**Recorded information**
┌──

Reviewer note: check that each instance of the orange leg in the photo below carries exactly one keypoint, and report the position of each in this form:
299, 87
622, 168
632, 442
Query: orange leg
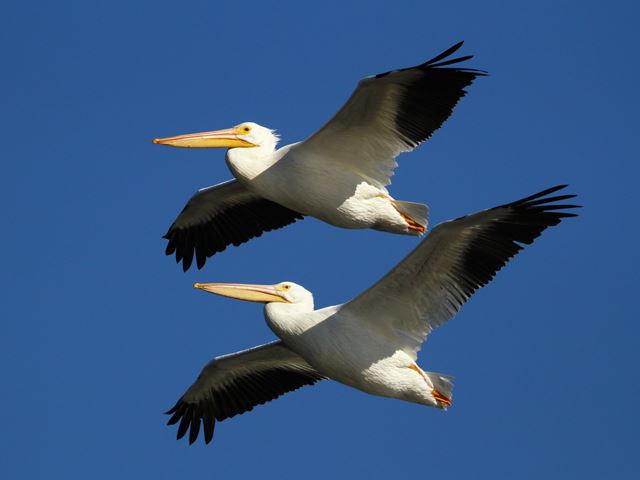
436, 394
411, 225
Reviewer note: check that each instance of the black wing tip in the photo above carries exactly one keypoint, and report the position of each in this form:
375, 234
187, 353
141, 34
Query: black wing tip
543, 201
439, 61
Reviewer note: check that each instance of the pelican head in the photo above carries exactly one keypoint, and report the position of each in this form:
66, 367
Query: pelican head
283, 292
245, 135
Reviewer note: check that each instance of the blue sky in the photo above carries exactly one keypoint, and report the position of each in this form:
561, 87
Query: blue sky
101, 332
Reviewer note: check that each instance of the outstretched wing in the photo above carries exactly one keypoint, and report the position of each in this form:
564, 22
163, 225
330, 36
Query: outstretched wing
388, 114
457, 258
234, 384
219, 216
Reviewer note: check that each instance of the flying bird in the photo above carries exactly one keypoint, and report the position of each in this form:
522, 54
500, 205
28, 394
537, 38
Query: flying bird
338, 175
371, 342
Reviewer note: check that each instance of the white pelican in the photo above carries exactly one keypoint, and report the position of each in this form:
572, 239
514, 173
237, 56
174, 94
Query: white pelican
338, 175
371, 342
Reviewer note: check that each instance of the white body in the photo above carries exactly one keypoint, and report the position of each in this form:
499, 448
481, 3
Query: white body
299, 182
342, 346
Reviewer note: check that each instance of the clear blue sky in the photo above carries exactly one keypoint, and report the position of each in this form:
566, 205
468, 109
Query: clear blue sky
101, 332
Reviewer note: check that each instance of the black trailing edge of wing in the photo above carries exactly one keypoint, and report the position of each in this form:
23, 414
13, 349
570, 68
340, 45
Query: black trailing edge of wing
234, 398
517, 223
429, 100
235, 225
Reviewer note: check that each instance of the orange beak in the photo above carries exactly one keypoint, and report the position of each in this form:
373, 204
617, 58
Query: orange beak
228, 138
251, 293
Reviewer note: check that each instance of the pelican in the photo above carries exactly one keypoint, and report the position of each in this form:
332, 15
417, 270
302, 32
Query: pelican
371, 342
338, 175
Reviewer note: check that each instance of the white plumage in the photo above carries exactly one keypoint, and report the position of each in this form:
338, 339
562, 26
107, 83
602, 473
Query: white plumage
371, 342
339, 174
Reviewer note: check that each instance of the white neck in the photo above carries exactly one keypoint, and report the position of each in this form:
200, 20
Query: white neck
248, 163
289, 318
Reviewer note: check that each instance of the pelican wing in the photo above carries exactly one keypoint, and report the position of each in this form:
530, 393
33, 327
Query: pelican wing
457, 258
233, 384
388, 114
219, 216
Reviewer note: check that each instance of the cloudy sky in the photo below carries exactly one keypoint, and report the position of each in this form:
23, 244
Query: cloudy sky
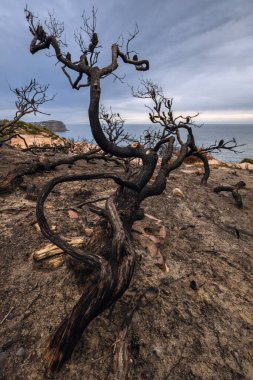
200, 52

└──
┌──

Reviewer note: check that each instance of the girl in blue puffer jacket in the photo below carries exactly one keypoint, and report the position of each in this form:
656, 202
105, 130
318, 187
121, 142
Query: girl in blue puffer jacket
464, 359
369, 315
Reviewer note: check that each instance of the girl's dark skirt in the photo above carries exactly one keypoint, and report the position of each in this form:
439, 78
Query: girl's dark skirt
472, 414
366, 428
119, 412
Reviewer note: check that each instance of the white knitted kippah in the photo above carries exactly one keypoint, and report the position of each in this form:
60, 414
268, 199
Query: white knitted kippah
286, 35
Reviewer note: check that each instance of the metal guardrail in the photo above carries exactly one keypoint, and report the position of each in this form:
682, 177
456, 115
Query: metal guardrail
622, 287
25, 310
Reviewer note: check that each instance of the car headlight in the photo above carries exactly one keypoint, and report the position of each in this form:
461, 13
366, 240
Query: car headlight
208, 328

└──

**Work instructions**
Would you give the number of lines above that hold "below"? Only the number is needed.

**Answer space**
3